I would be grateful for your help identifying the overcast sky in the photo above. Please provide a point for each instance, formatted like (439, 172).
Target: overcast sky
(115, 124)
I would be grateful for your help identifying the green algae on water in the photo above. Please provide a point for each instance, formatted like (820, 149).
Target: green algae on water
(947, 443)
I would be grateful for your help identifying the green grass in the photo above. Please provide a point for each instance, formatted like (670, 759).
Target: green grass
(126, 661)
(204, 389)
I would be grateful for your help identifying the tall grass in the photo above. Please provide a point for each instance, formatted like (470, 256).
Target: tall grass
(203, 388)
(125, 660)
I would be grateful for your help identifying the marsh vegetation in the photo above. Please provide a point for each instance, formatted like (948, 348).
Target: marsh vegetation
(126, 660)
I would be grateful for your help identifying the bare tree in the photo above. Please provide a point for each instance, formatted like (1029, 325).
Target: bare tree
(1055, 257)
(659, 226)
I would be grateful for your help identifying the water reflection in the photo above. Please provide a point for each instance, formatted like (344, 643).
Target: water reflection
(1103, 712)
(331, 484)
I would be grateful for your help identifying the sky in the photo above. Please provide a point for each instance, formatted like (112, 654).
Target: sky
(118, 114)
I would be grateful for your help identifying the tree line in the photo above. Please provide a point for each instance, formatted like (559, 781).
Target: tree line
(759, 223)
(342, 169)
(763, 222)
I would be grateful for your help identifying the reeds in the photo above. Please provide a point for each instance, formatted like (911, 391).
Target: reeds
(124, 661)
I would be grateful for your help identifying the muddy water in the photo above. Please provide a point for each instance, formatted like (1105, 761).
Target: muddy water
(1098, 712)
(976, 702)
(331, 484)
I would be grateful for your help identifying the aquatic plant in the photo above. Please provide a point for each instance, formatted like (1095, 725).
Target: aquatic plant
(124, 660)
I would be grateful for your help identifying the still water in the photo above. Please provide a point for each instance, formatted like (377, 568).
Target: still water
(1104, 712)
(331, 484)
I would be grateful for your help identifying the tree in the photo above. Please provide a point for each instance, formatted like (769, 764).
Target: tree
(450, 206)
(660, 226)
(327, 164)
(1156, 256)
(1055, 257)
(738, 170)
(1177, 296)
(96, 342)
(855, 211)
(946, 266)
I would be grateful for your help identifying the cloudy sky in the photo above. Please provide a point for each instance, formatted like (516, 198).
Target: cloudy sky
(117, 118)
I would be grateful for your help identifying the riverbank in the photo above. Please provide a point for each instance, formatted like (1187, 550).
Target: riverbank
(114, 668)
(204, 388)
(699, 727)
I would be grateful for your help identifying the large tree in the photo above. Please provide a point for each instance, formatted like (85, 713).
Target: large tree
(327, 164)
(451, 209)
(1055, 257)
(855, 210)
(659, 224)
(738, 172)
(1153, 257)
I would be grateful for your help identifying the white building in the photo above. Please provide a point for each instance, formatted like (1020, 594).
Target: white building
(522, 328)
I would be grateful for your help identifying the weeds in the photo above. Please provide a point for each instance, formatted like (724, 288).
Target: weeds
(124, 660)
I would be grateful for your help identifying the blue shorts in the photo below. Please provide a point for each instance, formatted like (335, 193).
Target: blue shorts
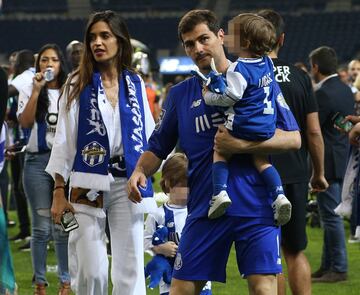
(205, 246)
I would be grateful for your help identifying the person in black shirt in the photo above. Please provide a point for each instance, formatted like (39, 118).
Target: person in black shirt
(333, 96)
(297, 89)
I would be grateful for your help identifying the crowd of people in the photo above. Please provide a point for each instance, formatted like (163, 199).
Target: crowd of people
(84, 134)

■ ■ ■

Could you copy the listing exactly, leaving out any pictures?

**Exercise solution:**
I would be grateful for your help identifying the overcast sky in the photo above. Please provide a point for each instance, formatted like (439, 172).
Target: overcast sky
(115, 124)
I would be grateful for your help identifying the green algae on water in the photo above. Please provide a point for each instance, formatted like (820, 149).
Target: green algae on water
(947, 443)
I would be grateful for your help identifying the green grass in the photo above. Please provide a point for each instance, formatted like (670, 759).
Target: green grass
(126, 661)
(204, 389)
I would be grateful for your help identifying the tall grass in the photo above. Please provide a point for each instance, formatted like (470, 256).
Target: tall grass
(203, 388)
(125, 660)
I would be grateful for your help identifying the marsh vegetation in the photo above. Please provide a point for each instance, formatted like (948, 348).
Target: marsh vegetation
(126, 660)
I would be grateful for your help identifying the bare tree in the photo above. Please provide a point for each instance, formatted like (1029, 325).
Target: bare tree
(1055, 257)
(659, 226)
I would be grateful for your help identifying the water reflection in the photo above. Please provide a point for each instance, formatted like (344, 643).
Target: water reflection
(1103, 712)
(331, 484)
I would be grateful for your help identifying the sky in the photo above. Please provide a point for each instance, formatted like (112, 654).
Target: sky
(118, 114)
I would be grateful for your help identifying the tree line in the photo above. Please provide a point for each instance, formatted like (559, 781).
Target: tree line
(759, 223)
(342, 169)
(763, 222)
I would be grateful for your help identifying the reeds in the photo above. Please provide a point for each instance, formatted like (911, 391).
Target: reeds
(124, 661)
I would be grateful for your help identifying the muddy water in the photo above. Please provide a point for each instance, formatted like (1105, 761).
Target: muddy water
(1098, 712)
(976, 702)
(331, 484)
I would be grateful for your help identifying the aquatic plant in the photo above. Please provide a point for each instance, formatted like (1095, 725).
Target: aquatic plant
(124, 660)
I would be grateful for your help identifying the still water in the photo above. Please provide a point for each instance, formatted like (377, 568).
Target: still water
(1104, 712)
(331, 484)
I would be grateful for your help identifying the tree in the photo above. Please provide a point for each instance, formatted like (769, 764).
Target: tree
(450, 206)
(660, 226)
(327, 164)
(1156, 256)
(1055, 257)
(738, 170)
(1177, 296)
(96, 342)
(855, 211)
(946, 266)
I would be grateful for your help identifying the cloudy sky in the photo above. Please provide a point for each instance, formatted like (516, 198).
Target: cloudy sky
(117, 118)
I would be grateful for your help identifying the riverbank in the photo above. Please provide a point for each instance, formatted like (1187, 550).
Target: riverbank
(114, 668)
(204, 388)
(699, 727)
I would be grateful for your help identifying the large tree in the photo above. Please provide a point for each instance, formatted like (85, 713).
Target: large tree
(327, 164)
(451, 209)
(1055, 257)
(855, 210)
(659, 224)
(738, 172)
(1153, 257)
I would be grateful for your help identifying the white building in the photo above. Please provide a point for each instance, formatted like (1020, 594).
Target: white building
(522, 328)
I would be grateful for your help identifying the weeds in the photo above. Please provide a point for each instance, formatted like (724, 288).
Target: weeds
(124, 660)
I would be grateful for your help identifying the blue shorts in the photo below. Please provide a point for each instance, formatted like (335, 193).
Target: blue shorts
(205, 246)
I would be grateful for your help identifying the person in black shirt in the photo above. Please provide a point for each instance, formatted like (39, 118).
Target: person in black shirt
(333, 96)
(297, 89)
I would be grateful for your help identifying the crowd of people in the photo above. Please provide a point for each instance, formatted like (163, 199).
Target: crowd of people
(84, 134)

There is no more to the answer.